(Named-object pointing records)
>> start

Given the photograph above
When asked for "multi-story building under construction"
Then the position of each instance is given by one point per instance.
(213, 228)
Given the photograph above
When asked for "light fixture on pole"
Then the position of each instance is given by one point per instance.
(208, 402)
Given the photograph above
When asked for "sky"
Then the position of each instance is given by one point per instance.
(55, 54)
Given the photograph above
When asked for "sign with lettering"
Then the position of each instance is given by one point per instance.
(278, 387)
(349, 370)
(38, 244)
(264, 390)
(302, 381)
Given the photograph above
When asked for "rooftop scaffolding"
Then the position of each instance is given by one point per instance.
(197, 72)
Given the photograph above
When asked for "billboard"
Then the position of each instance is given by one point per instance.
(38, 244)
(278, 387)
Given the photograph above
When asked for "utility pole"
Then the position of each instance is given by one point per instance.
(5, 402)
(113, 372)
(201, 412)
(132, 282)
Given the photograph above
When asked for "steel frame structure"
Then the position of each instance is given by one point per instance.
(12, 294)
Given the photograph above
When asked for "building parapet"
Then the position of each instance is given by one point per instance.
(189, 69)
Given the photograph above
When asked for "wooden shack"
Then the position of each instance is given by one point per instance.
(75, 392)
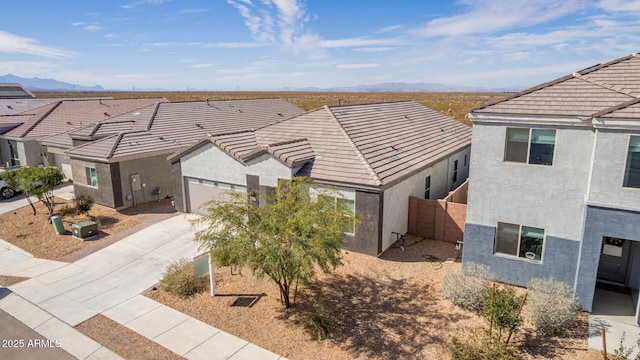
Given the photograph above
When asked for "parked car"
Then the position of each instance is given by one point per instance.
(5, 191)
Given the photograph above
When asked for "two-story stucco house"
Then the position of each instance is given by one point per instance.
(555, 182)
(375, 155)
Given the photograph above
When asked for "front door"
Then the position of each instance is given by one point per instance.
(614, 260)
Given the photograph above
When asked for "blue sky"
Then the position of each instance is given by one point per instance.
(269, 44)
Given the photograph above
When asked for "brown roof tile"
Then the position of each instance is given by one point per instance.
(176, 125)
(65, 115)
(585, 93)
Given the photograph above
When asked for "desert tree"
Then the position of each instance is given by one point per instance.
(35, 181)
(298, 228)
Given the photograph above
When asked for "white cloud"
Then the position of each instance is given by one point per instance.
(358, 42)
(93, 27)
(356, 66)
(14, 44)
(488, 16)
(230, 45)
(619, 5)
(201, 66)
(192, 11)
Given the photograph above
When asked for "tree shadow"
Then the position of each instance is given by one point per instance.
(380, 317)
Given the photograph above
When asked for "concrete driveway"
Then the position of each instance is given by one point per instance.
(60, 295)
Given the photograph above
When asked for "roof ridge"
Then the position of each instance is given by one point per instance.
(361, 157)
(231, 133)
(605, 85)
(523, 92)
(153, 115)
(35, 123)
(616, 107)
(115, 144)
(287, 142)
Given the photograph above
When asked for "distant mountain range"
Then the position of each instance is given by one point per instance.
(37, 84)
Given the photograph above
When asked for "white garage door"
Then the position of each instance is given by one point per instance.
(200, 191)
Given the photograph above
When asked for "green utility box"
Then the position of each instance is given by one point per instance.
(85, 230)
(56, 220)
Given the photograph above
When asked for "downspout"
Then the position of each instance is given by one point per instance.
(584, 215)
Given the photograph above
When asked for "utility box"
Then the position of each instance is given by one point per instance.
(85, 230)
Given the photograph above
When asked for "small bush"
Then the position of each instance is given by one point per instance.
(467, 287)
(83, 202)
(179, 279)
(320, 319)
(480, 346)
(551, 307)
(65, 210)
(504, 312)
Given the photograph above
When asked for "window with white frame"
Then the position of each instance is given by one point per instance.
(632, 168)
(530, 146)
(454, 178)
(427, 187)
(520, 241)
(92, 176)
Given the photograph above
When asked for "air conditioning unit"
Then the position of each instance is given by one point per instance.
(85, 230)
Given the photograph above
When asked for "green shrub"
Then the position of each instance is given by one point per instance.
(320, 319)
(65, 210)
(551, 307)
(504, 312)
(480, 346)
(467, 287)
(179, 279)
(83, 202)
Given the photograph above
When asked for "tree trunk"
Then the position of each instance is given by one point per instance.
(30, 203)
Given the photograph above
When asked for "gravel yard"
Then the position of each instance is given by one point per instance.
(389, 308)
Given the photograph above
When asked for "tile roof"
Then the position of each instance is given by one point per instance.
(585, 93)
(372, 144)
(176, 125)
(12, 91)
(65, 115)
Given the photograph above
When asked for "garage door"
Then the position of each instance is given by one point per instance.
(200, 191)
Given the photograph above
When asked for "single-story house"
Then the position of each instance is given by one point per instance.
(122, 161)
(555, 183)
(375, 155)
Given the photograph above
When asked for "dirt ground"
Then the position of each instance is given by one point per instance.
(124, 342)
(36, 235)
(389, 308)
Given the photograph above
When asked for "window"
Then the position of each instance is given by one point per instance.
(427, 187)
(13, 150)
(350, 224)
(531, 146)
(632, 169)
(454, 178)
(519, 240)
(92, 177)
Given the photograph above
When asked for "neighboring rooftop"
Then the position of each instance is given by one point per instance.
(171, 126)
(64, 115)
(14, 91)
(372, 144)
(597, 89)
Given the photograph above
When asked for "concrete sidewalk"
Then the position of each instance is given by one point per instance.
(109, 281)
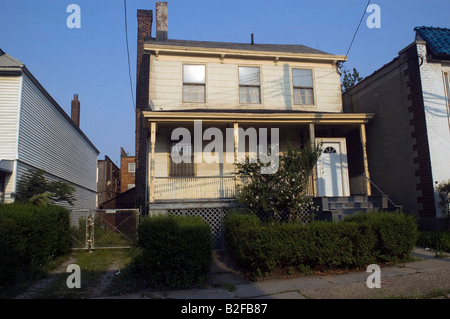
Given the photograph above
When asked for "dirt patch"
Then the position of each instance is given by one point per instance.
(44, 283)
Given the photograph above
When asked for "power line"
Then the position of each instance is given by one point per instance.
(362, 17)
(128, 53)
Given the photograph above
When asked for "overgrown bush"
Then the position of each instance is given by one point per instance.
(30, 237)
(279, 195)
(436, 240)
(375, 237)
(174, 251)
(396, 233)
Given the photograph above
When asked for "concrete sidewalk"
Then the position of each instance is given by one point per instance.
(416, 279)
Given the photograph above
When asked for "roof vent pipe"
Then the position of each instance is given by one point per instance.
(161, 22)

>> end

> Prompt
Reproduce the data word for word, excluding its pictures.

> Reply
Given the photograph above
When asked for "multi-story building under construction"
Then the position of each instance is given by one point per instance.
(213, 228)
Given the photograph above
When asked for "light fixture on pole"
Then the position of each instance is given by one point per instance.
(208, 402)
Given the photograph above
When asked for "sky"
Then the position of each instance is given by one point per instance.
(55, 54)
Given the photograph above
When asked for "sign with lettering"
Then the position of each instance is given by one point per instance.
(278, 387)
(349, 370)
(38, 244)
(264, 390)
(302, 381)
Given the photograph above
When asked for "rooftop scaffolding"
Then the position of each instance is given by one point per instance.
(197, 72)
Given the photograph above
When asked for "billboard"
Then the position of each instance is given by one point per instance.
(38, 244)
(278, 387)
Given the photograph above
When asked for "utility pole"
Then the position of each instance is given by one point per instance.
(5, 402)
(113, 372)
(201, 412)
(132, 282)
Given the photograph above
When asked for "steel frame structure"
Then the position of each instance is given by one point per instance.
(12, 294)
Given the photograph above
When asked for "building parapet"
Then the position of each instance is given by one point per instance.
(189, 69)
Given the photograph above
When asked for "wooden shack"
Then the position of each instance is given by one point per instance.
(75, 392)
Given the photograph above
When asked for "parked car"
Then the position of each instance is given by one point per instance.
(5, 191)
Given the photograph above
When asked for "two-story stucco house"
Then the position of each instance is given by one point per instance.
(555, 182)
(375, 155)
Given the photograph above
When asked for "front door"
Then the position of each instance is given by one point per instance.
(614, 260)
Given the photograph above
When asked for "blue sky"
Then the position of each instance is given by one point per instance.
(269, 44)
Given the photograph above
When asked for "brown roof tile"
Then the position of each instance is given by one point per instance.
(176, 125)
(65, 115)
(585, 93)
Given the photograph above
When asked for "desert tree"
Then the position of each instance is given by one point per instance.
(35, 181)
(298, 228)
Given the photograph above
When asked for "white cloud"
Then the position of each instance is given by one point per instance.
(358, 42)
(93, 27)
(356, 66)
(14, 44)
(488, 16)
(230, 45)
(619, 5)
(201, 66)
(192, 11)
Given the photograph above
When asked for "tree shadow"
Then the position of each instance is given by one point per instance.
(380, 317)
Given the photograph above
When asked for "concrete driveway"
Then the position of each instance is given by one point per instance.
(60, 295)
Given the photograph above
When asked for "roof ridge"
Then the position of each instance is given by one point per instance.
(361, 157)
(231, 133)
(605, 85)
(523, 92)
(153, 115)
(35, 123)
(616, 107)
(115, 144)
(287, 142)
Given the photograph above
When asked for "distant mountain range"
Then the position of each instance is given by one point per instance.
(37, 84)
Given the photograph above
When asked for "white garage door"
Then the position of each instance is given by one point per instance.
(200, 191)
Given the photograph above
When asked for "green utility box"
Then the position of each instance is given by one point per instance.
(85, 230)
(56, 220)
Given the photograph above
When asked for "downspout"
Then the position of each instance is given by one point per instance.
(584, 215)
Given the photograph above
When asked for "utility box"
Then the position of each instance is given by one point per instance.
(85, 230)
Given the photograph above
When asked for "small bush"
Then the position of each instance is given by one point per instance.
(467, 287)
(83, 202)
(179, 279)
(320, 319)
(480, 346)
(551, 307)
(65, 210)
(504, 312)
Given the photograph above
When asked for "window with white frame"
Then the position of each instance is given by one point per instance.
(632, 168)
(530, 146)
(454, 178)
(427, 187)
(520, 241)
(92, 176)
Given the photograph above
When asked for "air conditioning unit"
Then the position of each instance is given by one point per instance.
(85, 230)
Given the photograph above
When asked for "green shrub"
Then the position of each instance is given by one point per instance.
(320, 319)
(65, 210)
(551, 307)
(504, 312)
(480, 346)
(467, 287)
(179, 279)
(83, 202)
Given the photograph above
When asked for "tree trunk"
Then the position of each instance is given by one point per instance.
(30, 203)
Given the photograph above
When asked for "gravel yard"
Then the position of each instance is given by one point per instance.
(389, 308)
Given the photograph above
When asked for "tile roof"
Then the position of each instance is given by one point per instance.
(585, 93)
(372, 144)
(176, 125)
(12, 91)
(65, 115)
Given the photograph above
When asked for "garage door"
Then the position of each instance is given by one point per instance.
(200, 191)
Given the photograph above
When asked for "single-story house"
Then the position of each instance is given by one point per instance.
(122, 161)
(555, 183)
(375, 155)
Given the photograph above
When asked for "dirt ground"
Then the position of each instance is given by one point per instance.
(124, 342)
(36, 235)
(389, 308)
Given the photograph above
When asked for "window"
Then the position of each instance is given by one point per instance.
(427, 187)
(13, 150)
(350, 224)
(531, 146)
(632, 169)
(454, 178)
(519, 240)
(92, 177)
Given the photograph above
When asked for "neighboring rooftop"
Then the position of each instance is given by one point per instance.
(171, 126)
(64, 115)
(14, 91)
(372, 144)
(597, 89)
Given the photograph above
When asked for "concrete sidewalk"
Then the position of each instance is given by one point per instance.
(109, 281)
Given the photograph above
When asked for "dirt patch"
Then the position of each instance is given by one point per instance.
(44, 283)
Given the photograph above
When asked for "power line"
Then the position of each instance is given by one point per instance.
(362, 17)
(128, 53)
Given the photograph above
When asked for "overgrown bush"
Then the position of each instance is given by one point per instance.
(30, 237)
(279, 195)
(436, 240)
(375, 237)
(174, 251)
(396, 233)
Given the photograph above
When asked for "concrete sidewalk"
Then the position of each instance is given by one point per instance.
(416, 279)
Given the photograph above
When asked for "roof vent pipe"
Then the position of each instance is given by one point per instance.
(161, 22)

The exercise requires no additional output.